I wanna represent the following equation with just inner products of the unit vectors $\{ \mathbf v_i : i=0, \cdots, n\}$: $$\sum _{i=0}^n \mathbf v_i = \mathbf 0.$$
I had thought following simultaneous equation is true iff sum of v_i = 0: $$ \sum_{k\le c < d \le n}\langle \mathbf v_{\sigma(c)}, \mathbf v_{\sigma(d)}\rangle -\sum_{0\le a < b \le k-1}\langle \mathbf v_{\sigma(a)}, \mathbf v_{\sigma(b)}\rangle= k-\frac{n+1}{2}\quad \left(k=0, \cdots, \left\lfloor \frac{n+1}{2} \right\rfloor\right)$$ where $\sigma$ is a permutation in symmetric group $S_n$. For example, if $n=2$; $$k=0: \quad \langle \mathbf v_0, \mathbf v_1\rangle+ \langle \mathbf v_0, \mathbf v_2\rangle+ \langle \mathbf v_1, \mathbf v_2\rangle = - \frac{3}{2};$$ $$k=1: \quad \langle \mathbf v_0, \mathbf v_1\rangle= \langle \mathbf v_0, \mathbf v_2\rangle= \langle \mathbf v_1, \mathbf v_2\rangle = - \frac{1}{2}.$$ But in higher dimension space, it seems not to be valid. Was I right? If I was wrong, what are the formulas I have to add?
Denote by $X$ your inner product space. Note that by definiteness of your inner product a vector $v \in X$ is zero iff $\def\<#1>{\left<#1\right>}\<v,v> =0$. If you apply this to $\sum_i v_i$, you get $$ \sum_i v_i = 0\iff 0 = \<\sum_i v_i, \sum_j v_j> = \sum_{i,j} \<v_i, v_j> $$

▶ **Data listing**
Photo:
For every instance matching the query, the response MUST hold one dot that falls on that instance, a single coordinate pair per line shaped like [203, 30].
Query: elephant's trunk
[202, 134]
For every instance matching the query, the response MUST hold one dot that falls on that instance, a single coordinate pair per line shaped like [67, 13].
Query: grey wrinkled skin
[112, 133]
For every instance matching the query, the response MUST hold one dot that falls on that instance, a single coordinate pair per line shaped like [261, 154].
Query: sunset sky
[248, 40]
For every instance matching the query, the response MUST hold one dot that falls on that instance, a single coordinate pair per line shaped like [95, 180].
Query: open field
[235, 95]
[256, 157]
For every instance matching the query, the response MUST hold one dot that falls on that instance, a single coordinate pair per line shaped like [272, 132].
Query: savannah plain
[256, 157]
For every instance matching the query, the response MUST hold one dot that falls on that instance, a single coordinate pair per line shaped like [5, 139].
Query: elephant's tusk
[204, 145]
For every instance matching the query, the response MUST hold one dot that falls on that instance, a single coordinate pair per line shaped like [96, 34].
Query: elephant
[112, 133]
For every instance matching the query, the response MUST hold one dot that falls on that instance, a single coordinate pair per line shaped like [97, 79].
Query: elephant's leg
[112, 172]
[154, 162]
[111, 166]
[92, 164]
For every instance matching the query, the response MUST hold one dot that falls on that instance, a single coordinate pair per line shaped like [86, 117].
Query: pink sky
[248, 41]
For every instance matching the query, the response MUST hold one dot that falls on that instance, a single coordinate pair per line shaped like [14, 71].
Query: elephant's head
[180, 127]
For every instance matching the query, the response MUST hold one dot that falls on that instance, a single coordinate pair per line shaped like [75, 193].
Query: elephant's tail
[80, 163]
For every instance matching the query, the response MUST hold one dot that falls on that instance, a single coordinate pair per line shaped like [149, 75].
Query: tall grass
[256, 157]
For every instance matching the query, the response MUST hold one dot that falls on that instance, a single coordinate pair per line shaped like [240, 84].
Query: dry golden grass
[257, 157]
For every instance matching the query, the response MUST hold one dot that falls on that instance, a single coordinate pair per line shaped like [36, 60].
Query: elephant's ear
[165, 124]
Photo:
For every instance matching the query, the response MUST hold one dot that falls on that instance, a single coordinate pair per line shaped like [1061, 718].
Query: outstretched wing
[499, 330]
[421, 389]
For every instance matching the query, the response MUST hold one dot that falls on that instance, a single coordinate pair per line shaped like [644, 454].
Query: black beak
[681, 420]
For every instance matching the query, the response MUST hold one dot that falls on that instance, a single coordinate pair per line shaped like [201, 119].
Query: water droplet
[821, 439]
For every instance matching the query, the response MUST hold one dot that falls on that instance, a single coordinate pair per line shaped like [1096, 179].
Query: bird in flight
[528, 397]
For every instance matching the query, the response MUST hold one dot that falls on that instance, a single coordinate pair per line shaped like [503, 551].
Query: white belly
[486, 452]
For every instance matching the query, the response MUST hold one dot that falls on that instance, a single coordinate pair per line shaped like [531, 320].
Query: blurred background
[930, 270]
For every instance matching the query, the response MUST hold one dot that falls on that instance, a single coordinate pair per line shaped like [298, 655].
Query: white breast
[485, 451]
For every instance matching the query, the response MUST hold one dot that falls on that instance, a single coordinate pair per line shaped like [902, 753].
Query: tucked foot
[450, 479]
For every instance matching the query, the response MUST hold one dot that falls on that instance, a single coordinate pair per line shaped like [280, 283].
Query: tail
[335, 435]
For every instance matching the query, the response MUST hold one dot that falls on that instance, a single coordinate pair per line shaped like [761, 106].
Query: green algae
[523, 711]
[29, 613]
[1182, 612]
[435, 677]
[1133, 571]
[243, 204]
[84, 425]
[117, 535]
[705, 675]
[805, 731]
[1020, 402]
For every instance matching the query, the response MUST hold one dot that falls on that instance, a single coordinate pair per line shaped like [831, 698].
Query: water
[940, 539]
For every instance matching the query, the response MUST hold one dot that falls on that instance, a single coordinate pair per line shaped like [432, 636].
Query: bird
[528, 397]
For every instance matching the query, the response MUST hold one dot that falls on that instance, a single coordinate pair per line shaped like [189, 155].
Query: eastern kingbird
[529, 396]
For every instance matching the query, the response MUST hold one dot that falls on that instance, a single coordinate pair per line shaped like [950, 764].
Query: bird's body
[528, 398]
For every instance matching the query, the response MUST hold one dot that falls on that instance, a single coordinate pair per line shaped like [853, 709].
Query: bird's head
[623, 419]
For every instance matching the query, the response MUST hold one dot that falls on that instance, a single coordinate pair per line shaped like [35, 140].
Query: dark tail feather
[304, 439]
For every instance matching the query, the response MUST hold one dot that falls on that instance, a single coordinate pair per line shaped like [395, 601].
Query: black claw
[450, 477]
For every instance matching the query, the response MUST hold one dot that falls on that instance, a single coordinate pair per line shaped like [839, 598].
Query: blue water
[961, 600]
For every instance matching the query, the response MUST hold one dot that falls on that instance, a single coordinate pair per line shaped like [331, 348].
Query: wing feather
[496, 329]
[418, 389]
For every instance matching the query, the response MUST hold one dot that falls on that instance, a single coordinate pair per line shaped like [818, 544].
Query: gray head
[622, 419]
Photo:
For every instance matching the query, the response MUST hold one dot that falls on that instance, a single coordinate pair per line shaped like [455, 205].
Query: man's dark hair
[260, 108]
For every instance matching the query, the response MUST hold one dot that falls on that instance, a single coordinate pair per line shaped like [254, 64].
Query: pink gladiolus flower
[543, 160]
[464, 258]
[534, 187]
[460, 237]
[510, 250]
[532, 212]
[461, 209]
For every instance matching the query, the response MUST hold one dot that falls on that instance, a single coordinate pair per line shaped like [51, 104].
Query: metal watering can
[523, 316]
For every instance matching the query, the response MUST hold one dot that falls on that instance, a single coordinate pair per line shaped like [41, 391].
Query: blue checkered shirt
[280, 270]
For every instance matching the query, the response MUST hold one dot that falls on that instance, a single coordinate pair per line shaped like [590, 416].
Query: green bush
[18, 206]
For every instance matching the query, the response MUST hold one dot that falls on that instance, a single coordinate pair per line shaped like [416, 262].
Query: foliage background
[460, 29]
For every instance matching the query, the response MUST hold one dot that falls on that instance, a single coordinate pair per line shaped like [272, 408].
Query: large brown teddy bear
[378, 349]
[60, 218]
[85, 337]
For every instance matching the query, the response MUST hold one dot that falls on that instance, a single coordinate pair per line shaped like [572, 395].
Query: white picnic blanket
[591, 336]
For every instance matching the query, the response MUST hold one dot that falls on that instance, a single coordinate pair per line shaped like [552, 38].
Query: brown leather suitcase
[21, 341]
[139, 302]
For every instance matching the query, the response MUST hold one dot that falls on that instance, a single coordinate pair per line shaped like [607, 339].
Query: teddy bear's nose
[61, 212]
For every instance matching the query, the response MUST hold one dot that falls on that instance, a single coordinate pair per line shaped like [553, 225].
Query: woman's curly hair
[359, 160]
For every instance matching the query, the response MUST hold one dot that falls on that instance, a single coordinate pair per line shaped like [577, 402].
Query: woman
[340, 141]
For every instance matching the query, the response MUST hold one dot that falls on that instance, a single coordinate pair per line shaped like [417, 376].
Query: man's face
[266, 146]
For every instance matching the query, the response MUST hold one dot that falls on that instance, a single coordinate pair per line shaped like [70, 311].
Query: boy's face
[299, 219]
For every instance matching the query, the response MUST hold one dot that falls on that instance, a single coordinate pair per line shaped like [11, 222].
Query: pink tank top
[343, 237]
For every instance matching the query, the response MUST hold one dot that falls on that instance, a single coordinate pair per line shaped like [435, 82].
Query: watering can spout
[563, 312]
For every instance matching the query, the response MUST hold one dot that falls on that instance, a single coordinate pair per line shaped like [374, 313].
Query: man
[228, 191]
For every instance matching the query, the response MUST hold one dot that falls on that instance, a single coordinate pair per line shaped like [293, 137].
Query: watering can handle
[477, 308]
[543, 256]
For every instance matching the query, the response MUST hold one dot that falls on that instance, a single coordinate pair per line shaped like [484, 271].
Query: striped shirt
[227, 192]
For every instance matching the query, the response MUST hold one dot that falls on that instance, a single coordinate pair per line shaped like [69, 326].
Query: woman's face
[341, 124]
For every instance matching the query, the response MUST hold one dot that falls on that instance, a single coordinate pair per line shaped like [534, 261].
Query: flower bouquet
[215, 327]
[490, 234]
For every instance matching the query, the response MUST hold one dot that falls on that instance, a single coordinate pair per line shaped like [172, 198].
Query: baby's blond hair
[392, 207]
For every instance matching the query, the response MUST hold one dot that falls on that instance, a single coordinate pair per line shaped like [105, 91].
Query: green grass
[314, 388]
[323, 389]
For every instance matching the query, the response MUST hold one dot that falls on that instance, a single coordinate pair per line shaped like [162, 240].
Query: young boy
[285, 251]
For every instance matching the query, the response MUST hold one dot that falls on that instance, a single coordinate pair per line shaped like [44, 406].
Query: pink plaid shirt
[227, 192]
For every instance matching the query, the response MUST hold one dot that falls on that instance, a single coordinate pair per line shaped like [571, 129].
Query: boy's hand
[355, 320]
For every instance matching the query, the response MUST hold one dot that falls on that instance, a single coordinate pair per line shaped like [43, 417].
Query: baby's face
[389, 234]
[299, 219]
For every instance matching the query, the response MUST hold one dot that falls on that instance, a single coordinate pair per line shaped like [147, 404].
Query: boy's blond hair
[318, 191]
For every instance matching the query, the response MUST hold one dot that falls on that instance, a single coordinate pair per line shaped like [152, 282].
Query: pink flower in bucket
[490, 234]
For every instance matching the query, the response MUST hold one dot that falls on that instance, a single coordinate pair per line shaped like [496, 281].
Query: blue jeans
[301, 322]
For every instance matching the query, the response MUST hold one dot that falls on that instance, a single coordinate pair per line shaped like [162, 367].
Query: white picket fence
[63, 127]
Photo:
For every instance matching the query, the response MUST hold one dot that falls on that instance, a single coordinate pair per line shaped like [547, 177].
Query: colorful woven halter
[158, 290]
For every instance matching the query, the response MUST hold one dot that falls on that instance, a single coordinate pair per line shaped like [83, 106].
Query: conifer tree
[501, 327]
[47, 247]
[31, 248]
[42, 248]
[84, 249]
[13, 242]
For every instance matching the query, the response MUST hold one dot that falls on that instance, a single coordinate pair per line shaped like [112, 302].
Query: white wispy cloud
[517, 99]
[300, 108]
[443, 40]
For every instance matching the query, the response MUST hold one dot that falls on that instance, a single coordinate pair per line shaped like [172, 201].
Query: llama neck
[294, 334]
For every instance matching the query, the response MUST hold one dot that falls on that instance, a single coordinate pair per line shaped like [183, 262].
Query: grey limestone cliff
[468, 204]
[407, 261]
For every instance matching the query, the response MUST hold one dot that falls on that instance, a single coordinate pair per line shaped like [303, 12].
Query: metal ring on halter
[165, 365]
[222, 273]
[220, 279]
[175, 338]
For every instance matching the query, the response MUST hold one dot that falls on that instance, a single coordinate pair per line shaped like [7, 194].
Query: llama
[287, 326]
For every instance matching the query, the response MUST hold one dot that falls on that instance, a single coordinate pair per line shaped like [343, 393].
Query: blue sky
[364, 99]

▶ **Given problem**
In the forum thread above, restate the paragraph beginning "Denote by $X$ your inner product space" more briefly, keeping its main facts.

▶ **Final answer**
In an inner product space $X$, definiteness means $v = 0$ exactly when $\langle v, v\rangle = 0$. Applied to $\sum_i v_i$, this gives $\sum_i v_i = 0 \iff \sum_{i,j}\langle v_i, v_j\rangle = 0$.